▸ **TEXT EXTRACT**
If all of the above evaluate to true, then:

The IFF_XMIT_DST_RELEASE flag is checked. If enabled, this flag indicates that the kernel is allowed to free the skb’s destination cache structure. The code in this function checks if the flag is disabled and forces a reference count on that structure.
qdisc_bstats_update is used to increment the number of bytes and packet sent by the qdisc.
sch_direct_xmit is used to attempt to transmit the packet. We’ll dive more into sch_direct_xmit shortly as it is used in the slower code path, too.

The return value of sch_direct_xmit is checked for two cases:

The queue is not empty (>0 returned). In this case, lock preventing contention from other programs is released and __qdisc_run is called to restart the qdisc processing.
The queue was empty (0 is returned). In this case qdisc_run_end is used to turn off qdisc processing.

In either case, the return value NET_XMIT_SUCCESS is set as the return code. That wasn’t too bad. Let’s check the last case, which is catch all:

        } else {
                skb_dst_force(skb);
                rc = q->enqueue(skb, q) & NET_XMIT_MASK;
                if (qdisc_run_begin(q)) {
                        if (unlikely(contended)) {
                                spin_unlock(&q->busylock);
                                contended = false;
                        }
                        __qdisc_run(q);
                }
        }

In all other cases:

Call skb_dst_force to force a reference count bump on the skb’s destination cache reference.
Queue the data to the qdisc by calling the enqueue function of the queue disc. Store the return code.
Call qdisc_run_begin(p) to mark the qdisc as running. If it was not already running, the busylock is released and __qdisc_run(p) is called to start qdisc processing.

The function then finishes up by releasing some locks and returning the return code:

        spin_unlock(root_lock);
        if (unlikely(contended))
                spin_unlock(&q->busylock);
        return rc;

Tuning: Transmit Packet Steering (XPS)

For XPS to work, it must be enabled in the kernel configuration (it is on Ubuntu for kernel 3.13.0), and a bitmask describing which CPUs should process packets for a given interface and TX queue.

These bitmasks are similar to the RPS bitmasks and you can find some documentation about these bitmasks in the kernel documentation.

In short, the bitmasks to modify are found in:

/sys/class/net/DEVICE_NAME/queues/QUEUE/xps_cpus

So, for eth0 and transmit queue 0, you would modify the file: /sys/class/net/eth0/queues/tx-0/xps_cpus with a hexadecimal number indicating which CPUs should process transmit completions from eth0’s transmit queue 0. As the documentation points out, XPS may be unnecessary in certain configurations.

Queuing disciplines!

To follow the path of network data, we’ll need to move into the qdisc code a bit. This post does not intend to cover the specific details of each of the different transmit queue options. If you are interested in that, check this excellent guide.

▸ **STORED ROWS**
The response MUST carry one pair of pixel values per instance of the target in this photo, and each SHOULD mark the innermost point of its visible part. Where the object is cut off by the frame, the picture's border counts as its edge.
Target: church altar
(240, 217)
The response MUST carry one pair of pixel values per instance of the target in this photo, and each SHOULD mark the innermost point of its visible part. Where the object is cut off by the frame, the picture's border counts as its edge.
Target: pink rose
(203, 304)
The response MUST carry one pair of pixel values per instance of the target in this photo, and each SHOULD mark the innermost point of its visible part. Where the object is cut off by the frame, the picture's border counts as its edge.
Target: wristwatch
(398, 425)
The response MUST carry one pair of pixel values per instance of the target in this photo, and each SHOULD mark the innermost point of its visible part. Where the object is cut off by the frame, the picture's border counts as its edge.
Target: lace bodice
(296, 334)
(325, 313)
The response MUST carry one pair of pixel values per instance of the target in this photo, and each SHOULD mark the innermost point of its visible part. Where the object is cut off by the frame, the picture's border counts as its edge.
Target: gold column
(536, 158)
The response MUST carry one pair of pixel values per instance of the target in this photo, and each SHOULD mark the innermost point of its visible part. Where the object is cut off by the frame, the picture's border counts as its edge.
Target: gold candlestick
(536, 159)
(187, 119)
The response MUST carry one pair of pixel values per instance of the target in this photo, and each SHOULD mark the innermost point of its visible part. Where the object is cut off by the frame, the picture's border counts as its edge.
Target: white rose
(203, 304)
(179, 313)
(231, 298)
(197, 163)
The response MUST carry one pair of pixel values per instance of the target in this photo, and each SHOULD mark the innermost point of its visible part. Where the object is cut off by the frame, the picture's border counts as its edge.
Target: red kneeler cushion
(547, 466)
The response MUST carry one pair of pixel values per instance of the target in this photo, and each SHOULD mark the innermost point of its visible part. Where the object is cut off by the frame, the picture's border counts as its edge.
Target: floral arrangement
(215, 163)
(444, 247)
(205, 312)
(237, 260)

▸ **TO BE DONE**
[A] In the Linux transmit path text, which file would you modify to set XPS for transmit queue 0 of eth0?
[B] Rewrite the part of the Linux transmit path text that opens with the words containing "The IFF_XMIT_DST_RELEASE flag" and closes with "off qdisc processing.", putting "queue discipline processing" in place of "qdisc processing".
[C] Please continue the Linux transmit path text from where it stops.

▸ **ANSWERS FOR THE TASKS**
[A] /sys/class/net/eth0/queues/tx-0/xps_cpus

[B]
The IFF_XMIT_DST_RELEASE flag is checked. If enabled, this flag indicates that the kernel is allowed to free the skb’s destination cache structure. The code in this function checks if the flag is disabled and forces a reference count on that structure.
qdisc_bstats_update is used to increment the number of bytes and packet sent by the qdisc.
sch_direct_xmit is used to attempt to transmit the packet. We’ll dive more into sch_direct_xmit shortly as it is used in the slower code path, too.

The return value of sch_direct_xmit is checked for two cases:

The queue is not empty (>0 returned). In this case, lock preventing contention from other programs is released and __qdisc_run is called to restart the queue discipline processing.
The queue was empty (0 is returned). In this case qdisc_run_end is used to turn off queue discipline processing.

[C]
For the purpose of this blog post, we’ll continue the code path by examining how the generic packet scheduler code works. In particular, we’ll explore how qdisc_run_begin, qdisc_run_end, __qdisc_run, and sch_direct_xmit work to move network data closer to the driver for transmit.

Let’s start by examining how qdisc_run_begin works and proceed from there.

`qdisc_run_begin` and `qdisc_run_end`

The qdisc_run_begin function can be found in ./include/net/sch_generic.h:

static inline bool qdisc_run_begin(struct Qdisc *qdisc)
{
        if (qdisc_is_running(qdisc))
                return false;
        qdisc->__state |= __QDISC___STATE_RUNNING;
        return true;
}

This function is simple: the qdisc __state flag is checked. If it’s already running, false is returned. Otherwise, __state is updated to enable the __QDISC___STATE_RUNNING bit.

Similarly, qdisc_run_end is anti-climactic:

static inline void qdisc_run_end(struct Qdisc *qdisc)
{
        qdisc->__state &= ~__QDISC___STATE_RUNNING;
}

It simply disables the __QDISC___STATE_RUNNING bit from the qdisc’s __state field. It is important to note that both of these functions simply flip bits; neither actually start or stop processing themselves. The function __qdisc_run, on the other hand, will actually start processing.

`__qdisc_run`

The code for __qdisc_run is deceptively brief:

void __qdisc_run(struct Qdisc *q)
{
        int quota = weight_p;

        while (qdisc_restart(q)) {
                /*
                 * Ordered by possible occurrence: Postpone processing if
                 * 1. we've exceeded packet quota
                 * 2. another process needs the CPU;
                 */
                if (--quota <= 0 || need_resched()) {
                        __netif_schedule(q);
                        break;
                }
        }

        qdisc_run_end(q);
}

This function begins by obtaining the weight_p value. This is set typically via a sysctl and is also used in the receive path. We’ll see later how to adjust this value. This loop does two things:

It calls qdisc_restart in a busy loop until it returns false (or the break below is triggered).
Determines if either the quota drops below zero or need_resched() returns true. If either is true, __netif_schedule is called and the loop is broken out of.

Remember: up to now the kernel is still executing on behalf of the original call to sendmsg by the user program; the user program is currently accumulating system time. If the user program has exhausted its time quota in the kernel, need_resched will return true. If there’s still available quota and the user program hasn’t used is time slice up yet, qdisc_restart will be called over again.

Let’s see how qdisc_restart(q) works and then we’ll dive into __netif_schedule(q).

`qdisc_restart`

Let’s jump into the code for qdisc_restart:

/*
 * NOTE: Called under qdisc_lock(q) with locally disabled BH.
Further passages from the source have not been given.